* Textauszug
Nach einem kurzen Zwischenaufenthalt im Hotelzimmer und einer leicht verspäteten Mittagsmahlzeit geht es mit frisch geladenem Akku für die wenigen noch bis zum Dunkelwerden verbleibenden Stunden auf eine letzte Runde vor die Türe. Einen richtigen Plan, wohin es gehen sollte, hatte ich in Anbetracht der paar Stündchen nicht. Losgelaufen bin ich zunächst einmal das letzte Stück Sackgasse der Straße 363 in Richtung Stor-Tjulträsket, den Tjulträskvägen, in der Hoffnung, im Vorbeigehen hier und da noch ein paar Herbstfarben eingesammelt zu bekommen. 

_Herbstfarben ..._




... _am Straßenrand ..._



_
... und im Mischwald_




_Schmalblättriges Weidenröschen_


​


----------



## Debilofant (10. Juni 2020)

Bis zum Stor-Tjulträsket bin ich aber nicht durchgelaufen, sondern nach ca. 3/4 der Strecke vorher links in den Wald hinein. Dort ging es dann leicht bergab und an einer mächtigen Ameisenburg wie aus dem Bilderbuch vorbei, bis ich nach gar nicht mal so langer Strecke an eine Hängebrücke komme, die über den in diesem Bereich von Felskanten eingeengten und dadurch anständig dahinrauschenden Tjulån führt.

_Ebereschenspross in herbstlichem Farbdreiklang_




_Lugburz_




_Tjulån_


​
Hinter der Brücke entere ich dann den Tjulträskleden, einen der lokalen Wanderwege, der über weite Strecken am Südufer des Tjulån, teilweise aber auch durch den Wald zurück nach Ammarnäs führt. Dem Tjulträskleden in Richtung Ammarnäs folgend stoße ich am Boden auf zum Teil ausgedehnte Teppiche aus Espenlaub und mehrere steinzeitliche Fallgruben, wie sie in der Zeit von ca. 2000 bis 3000 Jahren v. Chr. bis ins 18. Jahrhundert hinein vor allem zum Fang von Rentieren und Elchen mit erstaunlicher Effektivität (und Grausamkeit) eingesetzt wurden, weswegen sie auch relativ frühzeitig ab dem 16. Jahrhundert Stück für Stück verboten wurden. Das und noch ein wenig mehr steht (so ungefähr) u.a. in Englisch auf den jeweils neben den Gruben stehenden und wiederum von der EU gesponserten Erklärbärtafeln.

* Zu erledigen
- A) Beantworte drei Fragen zum Textauszug über die Wanderung bei Ammarnäs:
(i) Wie heißt das letzte Stück der Straße 363 in Richtung Stor-Tjulträsket, auf dem die Runde beginnt?
(ii) Über welchen Fluss führt die Hängebrücke?
(iii) Zum Fang welcher Tiere wurden die Fallgruben vor allem eingesetzt?
- B) Gib aus dem Textauszug den Teil wortgetreu aus, dessen Anfang die Worte „Bis zum Stor-Tjulträsket“ enthält und der mit „dahinrauschenden Tjulån führt.“ schließt.
- C) Übersetze diesen Satz aus dem Textauszug ins Englische: „Einen richtigen Plan, wohin es gehen sollte, hatte ich in Anbetracht der paar Stündchen nicht.“

Datensätze aus einer Datenquelle:
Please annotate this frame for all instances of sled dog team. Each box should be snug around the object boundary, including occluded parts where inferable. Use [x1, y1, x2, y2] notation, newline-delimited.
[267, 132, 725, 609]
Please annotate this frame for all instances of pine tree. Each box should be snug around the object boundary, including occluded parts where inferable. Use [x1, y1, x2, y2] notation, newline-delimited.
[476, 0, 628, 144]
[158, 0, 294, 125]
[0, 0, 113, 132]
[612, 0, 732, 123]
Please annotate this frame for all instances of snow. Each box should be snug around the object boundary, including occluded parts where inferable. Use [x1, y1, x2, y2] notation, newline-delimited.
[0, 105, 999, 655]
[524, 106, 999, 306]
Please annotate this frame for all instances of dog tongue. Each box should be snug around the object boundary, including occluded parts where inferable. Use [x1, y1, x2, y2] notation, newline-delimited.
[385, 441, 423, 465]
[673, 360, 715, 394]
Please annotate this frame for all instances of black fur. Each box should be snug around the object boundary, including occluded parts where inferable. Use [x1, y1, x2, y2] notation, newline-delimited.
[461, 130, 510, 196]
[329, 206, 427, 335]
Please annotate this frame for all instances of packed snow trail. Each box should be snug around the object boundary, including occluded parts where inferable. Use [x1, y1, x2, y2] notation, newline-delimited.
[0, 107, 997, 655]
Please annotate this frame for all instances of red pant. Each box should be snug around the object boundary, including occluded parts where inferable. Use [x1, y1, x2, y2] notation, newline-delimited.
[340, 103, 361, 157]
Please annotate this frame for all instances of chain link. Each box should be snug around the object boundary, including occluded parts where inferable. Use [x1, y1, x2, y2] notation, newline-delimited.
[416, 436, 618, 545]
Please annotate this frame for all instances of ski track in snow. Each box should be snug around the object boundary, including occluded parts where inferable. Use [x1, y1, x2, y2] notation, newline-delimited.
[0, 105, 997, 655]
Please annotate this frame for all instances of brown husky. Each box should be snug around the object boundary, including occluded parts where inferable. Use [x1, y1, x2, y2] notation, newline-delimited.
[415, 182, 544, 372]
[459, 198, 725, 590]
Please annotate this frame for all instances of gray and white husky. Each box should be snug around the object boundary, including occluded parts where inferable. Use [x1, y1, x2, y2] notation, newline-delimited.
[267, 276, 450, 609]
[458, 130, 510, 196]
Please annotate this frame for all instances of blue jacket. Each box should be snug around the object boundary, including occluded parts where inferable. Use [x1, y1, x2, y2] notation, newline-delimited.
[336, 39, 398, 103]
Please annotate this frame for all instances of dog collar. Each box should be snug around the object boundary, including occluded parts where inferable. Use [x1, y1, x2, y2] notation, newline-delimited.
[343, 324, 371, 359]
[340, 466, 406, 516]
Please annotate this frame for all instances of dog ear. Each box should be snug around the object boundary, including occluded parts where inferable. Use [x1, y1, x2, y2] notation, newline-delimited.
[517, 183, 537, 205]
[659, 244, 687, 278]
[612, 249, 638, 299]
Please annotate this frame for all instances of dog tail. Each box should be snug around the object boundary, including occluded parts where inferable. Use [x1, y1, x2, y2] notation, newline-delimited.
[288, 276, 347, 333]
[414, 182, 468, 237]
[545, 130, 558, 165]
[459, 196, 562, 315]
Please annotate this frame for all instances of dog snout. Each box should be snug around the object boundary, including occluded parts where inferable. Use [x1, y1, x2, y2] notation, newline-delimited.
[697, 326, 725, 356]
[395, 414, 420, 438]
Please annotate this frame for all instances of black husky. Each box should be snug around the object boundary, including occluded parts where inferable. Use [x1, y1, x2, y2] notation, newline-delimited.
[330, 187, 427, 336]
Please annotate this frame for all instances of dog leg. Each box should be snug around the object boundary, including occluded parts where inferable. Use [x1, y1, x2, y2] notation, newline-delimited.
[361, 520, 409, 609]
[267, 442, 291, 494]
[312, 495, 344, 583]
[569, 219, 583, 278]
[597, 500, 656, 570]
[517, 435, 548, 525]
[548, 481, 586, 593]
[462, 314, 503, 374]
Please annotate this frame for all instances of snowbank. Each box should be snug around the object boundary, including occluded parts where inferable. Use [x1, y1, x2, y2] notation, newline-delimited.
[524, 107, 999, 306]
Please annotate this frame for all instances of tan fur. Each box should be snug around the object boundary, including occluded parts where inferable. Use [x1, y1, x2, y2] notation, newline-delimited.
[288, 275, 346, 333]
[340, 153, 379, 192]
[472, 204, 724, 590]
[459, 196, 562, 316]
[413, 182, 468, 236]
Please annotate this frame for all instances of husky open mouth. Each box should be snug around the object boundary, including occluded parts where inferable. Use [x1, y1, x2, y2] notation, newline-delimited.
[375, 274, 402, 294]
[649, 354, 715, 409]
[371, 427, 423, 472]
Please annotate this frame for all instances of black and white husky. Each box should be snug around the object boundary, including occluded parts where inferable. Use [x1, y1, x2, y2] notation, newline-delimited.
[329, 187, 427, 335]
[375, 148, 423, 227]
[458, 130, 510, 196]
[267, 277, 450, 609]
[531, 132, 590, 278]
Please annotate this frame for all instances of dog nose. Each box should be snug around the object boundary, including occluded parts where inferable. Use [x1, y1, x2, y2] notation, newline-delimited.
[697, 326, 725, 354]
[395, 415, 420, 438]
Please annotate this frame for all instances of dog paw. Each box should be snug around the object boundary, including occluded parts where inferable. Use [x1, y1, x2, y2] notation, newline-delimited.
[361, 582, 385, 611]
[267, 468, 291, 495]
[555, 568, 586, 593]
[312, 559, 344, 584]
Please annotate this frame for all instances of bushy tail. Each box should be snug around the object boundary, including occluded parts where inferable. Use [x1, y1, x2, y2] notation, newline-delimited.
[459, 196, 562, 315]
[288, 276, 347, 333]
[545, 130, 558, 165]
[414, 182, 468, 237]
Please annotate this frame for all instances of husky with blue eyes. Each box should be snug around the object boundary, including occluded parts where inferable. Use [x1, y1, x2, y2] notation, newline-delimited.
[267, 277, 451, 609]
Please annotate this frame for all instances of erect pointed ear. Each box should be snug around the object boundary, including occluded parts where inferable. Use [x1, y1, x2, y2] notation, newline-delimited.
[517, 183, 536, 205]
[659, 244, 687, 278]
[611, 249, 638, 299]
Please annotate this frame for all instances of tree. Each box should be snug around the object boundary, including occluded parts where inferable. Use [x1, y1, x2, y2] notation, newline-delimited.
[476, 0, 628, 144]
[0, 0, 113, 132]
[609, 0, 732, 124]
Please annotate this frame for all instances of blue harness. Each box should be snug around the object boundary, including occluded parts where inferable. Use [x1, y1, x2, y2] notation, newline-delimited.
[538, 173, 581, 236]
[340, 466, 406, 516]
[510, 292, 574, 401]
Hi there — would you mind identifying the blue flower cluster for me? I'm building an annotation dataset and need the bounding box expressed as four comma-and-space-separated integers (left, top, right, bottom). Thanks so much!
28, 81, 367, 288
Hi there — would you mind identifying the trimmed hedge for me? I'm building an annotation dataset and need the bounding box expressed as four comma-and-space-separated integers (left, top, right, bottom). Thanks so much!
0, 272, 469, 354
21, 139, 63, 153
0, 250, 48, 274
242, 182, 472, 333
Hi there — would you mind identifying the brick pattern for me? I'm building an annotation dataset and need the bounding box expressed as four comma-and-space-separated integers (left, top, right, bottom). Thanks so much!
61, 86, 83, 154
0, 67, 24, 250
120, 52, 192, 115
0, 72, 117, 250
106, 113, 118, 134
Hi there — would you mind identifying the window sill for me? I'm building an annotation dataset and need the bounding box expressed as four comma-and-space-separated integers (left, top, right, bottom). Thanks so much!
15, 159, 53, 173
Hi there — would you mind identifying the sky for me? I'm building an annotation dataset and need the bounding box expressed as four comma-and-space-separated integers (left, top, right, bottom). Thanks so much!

* Lösungen je Aufgabe
- A)
(i) Tjulträskvägen
(ii) Tjulån
(iii) Rentiere und Elche

- B)
Bis zum Stor-Tjulträsket bin ich aber nicht durchgelaufen, sondern nach ca. 3/4 der Strecke vorher links in den Wald hinein. Dort ging es dann leicht bergab und an einer mächtigen Ameisenburg wie aus dem Bilderbuch vorbei, bis ich nach gar nicht mal so langer Strecke an eine Hängebrücke komme, die über den in diesem Bereich von Felskanten eingeengten und dadurch anständig dahinrauschenden Tjulån führt.

- C) Given the mere few hours, I had no real plan of where to go.